Return the lines that run from the line containing "note: every instance" through the end of the entries, both ends included. Leave out all pictures.

• [Data]
☆ ☆ ☆ ☆ ☆
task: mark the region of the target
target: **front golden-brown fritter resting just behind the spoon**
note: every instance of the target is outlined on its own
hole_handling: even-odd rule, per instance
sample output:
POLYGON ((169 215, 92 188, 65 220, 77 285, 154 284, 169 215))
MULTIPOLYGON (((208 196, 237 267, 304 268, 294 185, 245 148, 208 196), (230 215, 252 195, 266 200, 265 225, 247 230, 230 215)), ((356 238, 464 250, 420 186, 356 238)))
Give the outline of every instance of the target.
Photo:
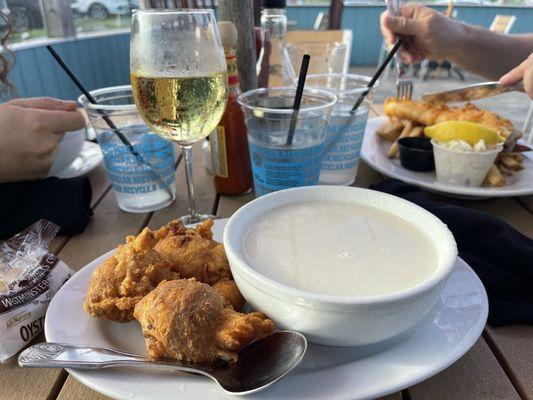
POLYGON ((196 363, 236 361, 237 352, 274 332, 264 314, 241 314, 194 279, 161 283, 135 306, 148 355, 196 363))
☆ ☆ ☆ ☆ ☆
• [Task solution]
note: every instance of the target is outlined on its own
hole_handling: even-odd rule, per instance
sample output:
POLYGON ((169 215, 92 188, 65 220, 77 285, 154 284, 169 215))
MULTIPOLYGON (((208 196, 237 267, 304 268, 294 185, 245 148, 208 196), (230 215, 252 195, 266 200, 265 225, 247 230, 230 215)), ((356 238, 464 250, 420 186, 356 238)))
Give the outline of every instance of the target.
Photo:
POLYGON ((196 363, 236 361, 237 352, 274 332, 264 314, 241 314, 194 279, 161 283, 135 306, 148 355, 196 363))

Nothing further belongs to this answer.